*** EXTRACT TO READ ***

Conrad Bolston

No. 60, 93
- Position: Defensive tackle

Personal information
- Born: January 9, 1985 (age 41) Washington, D.C., U.S.
- Listed height: 6 ft 3 in (1.91 m)
- Listed weight: 304 lb (138 kg)

Career information
- College: Maryland
- NFL draft: 2007: undrafted

Career history
- Minnesota Vikings (2007); Green Bay Packers (2007–2008);

Career NFL statistics
- Total tackles: 3
- Stats at Pro Football Reference

= Conrad Bolston =

American football player (born 1985)

Conrad Bolston (born January 9, 1985) is an American former professional football player who was a defensive tackle in the National Football League (NFL). He was originally signed by the Minnesota Vikings as an undrafted free agent in 2007. He played college football for the Maryland Terrapins.

==College career==

Bolston played college football at the University of Maryland, College Park.

*** RECORDS PROVIDED ***

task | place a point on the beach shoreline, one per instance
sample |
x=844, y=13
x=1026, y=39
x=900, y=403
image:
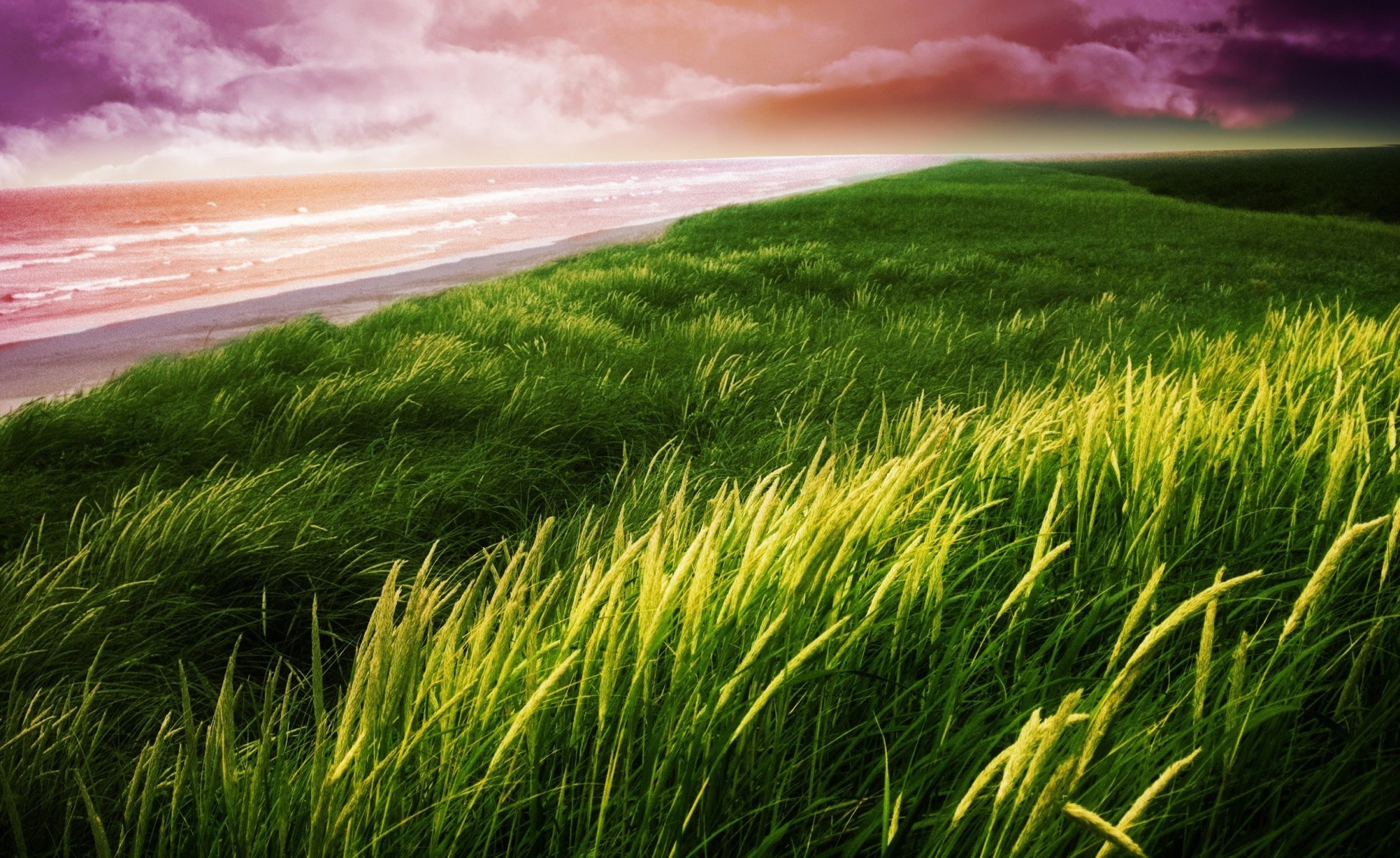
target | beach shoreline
x=62, y=364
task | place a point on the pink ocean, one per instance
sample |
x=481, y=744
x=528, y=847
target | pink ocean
x=77, y=258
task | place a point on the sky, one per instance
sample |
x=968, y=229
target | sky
x=111, y=90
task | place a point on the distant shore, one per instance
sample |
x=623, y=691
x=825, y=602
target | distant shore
x=70, y=363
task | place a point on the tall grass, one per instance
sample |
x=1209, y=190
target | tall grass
x=741, y=548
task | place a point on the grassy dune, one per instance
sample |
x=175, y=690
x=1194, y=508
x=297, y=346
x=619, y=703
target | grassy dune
x=1347, y=182
x=994, y=510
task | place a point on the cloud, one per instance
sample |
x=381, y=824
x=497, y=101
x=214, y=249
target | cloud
x=986, y=70
x=142, y=87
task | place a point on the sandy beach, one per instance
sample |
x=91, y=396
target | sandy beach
x=72, y=352
x=70, y=363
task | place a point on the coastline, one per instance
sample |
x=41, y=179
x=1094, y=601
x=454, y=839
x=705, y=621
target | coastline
x=69, y=363
x=58, y=364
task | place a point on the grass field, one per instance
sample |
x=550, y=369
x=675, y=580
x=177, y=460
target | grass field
x=1346, y=182
x=993, y=510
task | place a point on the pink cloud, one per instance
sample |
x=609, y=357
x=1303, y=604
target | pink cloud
x=142, y=86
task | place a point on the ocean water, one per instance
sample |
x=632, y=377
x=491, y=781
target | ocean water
x=74, y=258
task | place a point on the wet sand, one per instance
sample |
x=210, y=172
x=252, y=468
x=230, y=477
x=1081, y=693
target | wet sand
x=69, y=363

***

TASK - Revise the Conrad Bolston article between "Conrad Bolston (born" and "Maryland, College Park.", inclusive, replacing "undrafted free agent" with "free agent", and write out that revised passage.

EXERCISE ANSWER -
Conrad Bolston (born January 9, 1985) is an American former professional football player who was a defensive tackle in the National Football League (NFL). He was originally signed by the Minnesota Vikings as an free agent in 2007. He played college football for the Maryland Terrapins.

==College career==

Bolston played college football at the University of Maryland, College Park.